How Will DIDO Wireless Networking Change Everything? - riledhel
http://highscalability.com/blog/2011/8/2/how-will-dido-wireless-networking-change-everything.html

======
hadronzoo
> Using this new technology shared spectrum is not limited by Shannon's law at
> all. They can get 10x what Shannon's law is possible. They have 10 radios
> working, all at the Shannon limit on the same frequency and they do not
> interfere with each other at all. They think they can get to 100x, 1000x,
> they don't know what the limit is. They can do 100x what cellular does now
> with the same spectrum. This means no more dead zones. No more drops.

The wireless industry is notorious for snake-oil salesmen. When you actually
claim that your technology violates Shannon channel capacity, it doesn't
inspire much confidence that you understand information theory.

From the description (this is just a guess), it appears that DIDO offloads
channel characterization to a centralized server to reduce the computational
requirements of the clients (similar to AGPS). MIMO techniques (like DIDO) do
not violate Shannon capacity. They improve Eb/N0 by increasing gain through
beam-forming and physical antenna diversity. In addition, DIDO appears to be
using some form of asynchronous spread spectrum (even though they deny using
CDMA, there are many other flavors), which allows all clients to transmit
simultaneously by using orthogonal codes. Spread spectrum techniques also
improve gain at the expense of bandwidth.

While they may have a good implementation, I don't see anything earth
shattering here.

------
VladRussian
>So, if there are 10 APs and 10 users all within range of each other, then 10
radio signals will sum together at each antenna of each user’s device to
produce an independent waveform for each device with only that device’s data.

we all know that using 10 AP devices you can generate desired independent
waveforms at 10 or less target positions in space. The question is whether it
is possible for 11, 12, etc... Interference result is a linear combination of
source waverforms. I.e a task sounds like "find M (with M less than N) vectors
satisfying these N linear independent conditions"

------
olliej
Can anyone explain how this differs from the MIMO radios what have been around
for years?

| MATERIAL PROVIDED |

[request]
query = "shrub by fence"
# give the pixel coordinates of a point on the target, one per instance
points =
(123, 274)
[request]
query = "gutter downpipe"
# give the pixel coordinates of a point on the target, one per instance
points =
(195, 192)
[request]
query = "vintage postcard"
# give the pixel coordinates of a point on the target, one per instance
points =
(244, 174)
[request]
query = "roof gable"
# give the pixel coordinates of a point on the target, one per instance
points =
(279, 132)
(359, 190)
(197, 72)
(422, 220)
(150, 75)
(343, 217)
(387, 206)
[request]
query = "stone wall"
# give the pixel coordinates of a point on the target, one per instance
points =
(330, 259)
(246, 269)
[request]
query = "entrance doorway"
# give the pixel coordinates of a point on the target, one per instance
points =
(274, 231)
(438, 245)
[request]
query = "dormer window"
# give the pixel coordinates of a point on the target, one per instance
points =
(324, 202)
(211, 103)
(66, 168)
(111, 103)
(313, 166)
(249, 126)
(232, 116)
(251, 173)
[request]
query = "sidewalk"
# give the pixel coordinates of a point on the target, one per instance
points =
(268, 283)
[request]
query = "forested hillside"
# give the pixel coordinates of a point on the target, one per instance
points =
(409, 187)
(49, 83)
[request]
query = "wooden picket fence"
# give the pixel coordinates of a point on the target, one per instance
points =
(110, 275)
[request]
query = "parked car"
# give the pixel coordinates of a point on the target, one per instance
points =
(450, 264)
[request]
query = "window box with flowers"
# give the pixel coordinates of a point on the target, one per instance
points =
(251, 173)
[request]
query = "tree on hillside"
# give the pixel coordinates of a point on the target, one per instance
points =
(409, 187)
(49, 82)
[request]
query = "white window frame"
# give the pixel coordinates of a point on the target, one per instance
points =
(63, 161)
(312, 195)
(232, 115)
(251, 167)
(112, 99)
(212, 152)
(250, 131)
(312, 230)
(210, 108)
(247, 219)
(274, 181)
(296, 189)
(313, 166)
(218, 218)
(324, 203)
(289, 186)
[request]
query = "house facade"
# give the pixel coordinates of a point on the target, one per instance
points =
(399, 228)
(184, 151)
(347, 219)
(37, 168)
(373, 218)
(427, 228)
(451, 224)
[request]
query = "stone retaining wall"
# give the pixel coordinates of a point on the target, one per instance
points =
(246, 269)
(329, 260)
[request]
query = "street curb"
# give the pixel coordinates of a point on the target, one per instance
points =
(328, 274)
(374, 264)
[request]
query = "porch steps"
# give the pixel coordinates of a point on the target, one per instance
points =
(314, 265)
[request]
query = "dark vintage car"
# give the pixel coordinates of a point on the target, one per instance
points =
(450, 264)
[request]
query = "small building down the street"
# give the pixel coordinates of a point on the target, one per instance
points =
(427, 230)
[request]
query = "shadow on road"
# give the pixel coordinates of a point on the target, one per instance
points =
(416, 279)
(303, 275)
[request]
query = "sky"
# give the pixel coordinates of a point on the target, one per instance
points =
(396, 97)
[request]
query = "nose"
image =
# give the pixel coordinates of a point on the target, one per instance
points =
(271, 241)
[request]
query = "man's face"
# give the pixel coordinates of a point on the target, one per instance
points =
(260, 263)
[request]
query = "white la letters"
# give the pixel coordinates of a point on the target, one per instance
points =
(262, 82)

| TASKS AND EXERCISES |
#1 Tell whether each statement agrees with the DIDO thread, giving yes or no and quoting the words that decide it. (a) hadronzoo holds that MIMO techniques such as DIDO stay within Shannon capacity. (b) According to hadronzoo, DIDO's makers admit to using CDMA. (c) VladRussian states that 10 AP devices can produce independent waveforms at up to 10 target positions.
#2 Quote the DIDO thread from "The wireless industry" to "understand information theory.".

| OUTPUTS IN ORDER |
#1
(a) Yes: "MIMO techniques (like DIDO) do not violate Shannon capacity."
(b) No: "even though they deny using CDMA"
(c) Yes: "using 10 AP devices you can generate desired independent waveforms at 10 or less target positions in space"

#2
The wireless industry is notorious for snake-oil salesmen. When you actually
claim that your technology violates Shannon channel capacity, it doesn't
inspire much confidence that you understand information theory.